* Trecho da página *
════════════════
143 leitos são disponibilizados pelo SUS em Caxias do Sul
A internação clínica só ocorre após avaliação psiquiátrica. Para esses casos, o município tem convênio com quatro instituições: Hospital Geral, Virvi Ramos, Paulo Guedes e Clínica de Repouso. São 143 leitos que atendem os pacientes encaminhados pelo SUS. Mas, para uma mãe que conversou com a reportagem, e precisou buscar internação para a filha, a experiência não foi positiva:
— Ela entrou para se tratar da depressão e ela saiu com outro problema porque na época ela tinha 13, 14 anos e nunca tinha botado um cigarro na boca e quando ela saiu de lá, ela saiu fumando — contou a mãe que não quer ser identificada.
Uma outra paciente, 38, diagnosticada com bipolaridade, registrou um boletim de ocorrência por lesão corporal ao deixar a mesma clínica de repouso, no bairro Santa Catarina, após 10 dias de internação. Ela também terá a identidade preservada.
— Elas (equipe) me colocaram numa cama, apoiavam os joelhos e os cotovelos em cima de mim. Eu fiquei com várias marcas roxas pela violência com que elas me agarraram. Depois, eu fui amarrada com uma espécie de camisa de força que elas amarram na cama - fica com os braços e pernas estendidos. Fiquei nessa posição durante três horas, daí comecei a chorar porque eu precisava urinar e, mesmo pedindo 'por favor' ouvia piadinhas dizendo que eu 'tava pedindo por favor agora... ah, chama polícia..' então, esse tipo de coisa sabe, eu comentei que aquilo era tortura porque eu precisava ir ao banheiro—relata a paciente.
════════════════
* Material apresentado *

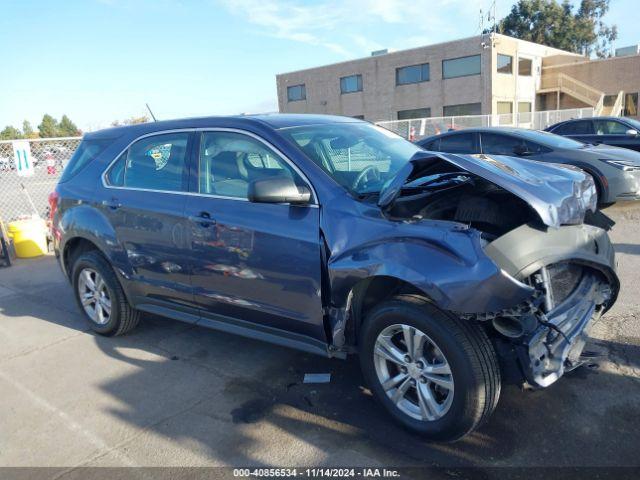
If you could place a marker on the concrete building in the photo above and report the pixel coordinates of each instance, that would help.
(487, 74)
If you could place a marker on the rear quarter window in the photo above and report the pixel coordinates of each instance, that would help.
(86, 152)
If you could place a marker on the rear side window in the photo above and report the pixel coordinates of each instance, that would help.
(582, 127)
(158, 162)
(87, 151)
(458, 143)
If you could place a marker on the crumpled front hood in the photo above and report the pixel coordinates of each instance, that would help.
(560, 194)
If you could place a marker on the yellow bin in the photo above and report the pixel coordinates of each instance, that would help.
(29, 237)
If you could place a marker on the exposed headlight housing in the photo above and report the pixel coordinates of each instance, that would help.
(621, 164)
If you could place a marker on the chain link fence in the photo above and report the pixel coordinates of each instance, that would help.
(24, 196)
(418, 128)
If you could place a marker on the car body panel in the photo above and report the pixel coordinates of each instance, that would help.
(257, 262)
(631, 142)
(287, 273)
(543, 187)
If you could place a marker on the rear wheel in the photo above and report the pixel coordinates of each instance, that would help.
(436, 374)
(100, 296)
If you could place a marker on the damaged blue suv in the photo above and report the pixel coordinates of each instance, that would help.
(334, 236)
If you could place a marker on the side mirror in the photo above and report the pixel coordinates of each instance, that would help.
(278, 190)
(521, 151)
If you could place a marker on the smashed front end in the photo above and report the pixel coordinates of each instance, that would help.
(531, 223)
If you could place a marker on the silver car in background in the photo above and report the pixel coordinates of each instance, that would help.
(616, 171)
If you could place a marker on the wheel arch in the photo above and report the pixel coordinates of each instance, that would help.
(369, 292)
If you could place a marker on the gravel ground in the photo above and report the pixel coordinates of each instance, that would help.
════════════════
* Tarefa 1 *
Transcreva o trecho da reportagem sobre os leitos do SUS em Caxias do Sul, começando nas palavras em que aparece "143 leitos são" e parando logo depois de "quer ser identificada.".
* Tarefa 2 *
Escreva a continuação da reportagem sobre os leitos do SUS em Caxias do Sul a partir da última frase apresentada.
Os registros não têm nenhum papel nesta atividade.

* Sua resposta 1 *
143 leitos são disponibilizados pelo SUS em Caxias do Sul
A internação clínica só ocorre após avaliação psiquiátrica. Para esses casos, o município tem convênio com quatro instituições: Hospital Geral, Virvi Ramos, Paulo Guedes e Clínica de Repouso. São 143 leitos que atendem os pacientes encaminhados pelo SUS. Mas, para uma mãe que conversou com a reportagem, e precisou buscar internação para a filha, a experiência não foi positiva:
— Ela entrou para se tratar da depressão e ela saiu com outro problema porque na época ela tinha 13, 14 anos e nunca tinha botado um cigarro na boca e quando ela saiu de lá, ela saiu fumando — contou a mãe que não quer ser identificada.

* Sua resposta 2 *
Contrato renovado
Em setembro, a prefeitura de Caxias renovou contrato por mais um ano com a clínica Paulo Guedes, localizada no bairro de Ana Rech. São 100 leitos SUS mantidos pela prefeitura na instituição. O custo anual para o município é de R$ 7 milhões. Mesmo com o pagamento em dia, pacientes e familiares reclamam do atendimento, como no caso de uma dona de casa que acompanhou a internação do irmão, 72, e conversou com a reportagem.
— Entrou uma pessoa e saiu outra. Ele não tava debilitado. Ele entrou caminhando, sorrindo... estava em surto psicótico.. não tinha nada clinicamente. Quando ele saiu, ele estava quase morrendo, debilitado. Quando a gente viu ele no momento da alta era outra pessoa... fazendo suas necessidades na roupa, precisando dar banho nele. Ele saiu dependente total... tem que dar banho, trocar a fralda, muita fraqueza, estado físico péssimo quando ele saiu — explicou a dona de casa.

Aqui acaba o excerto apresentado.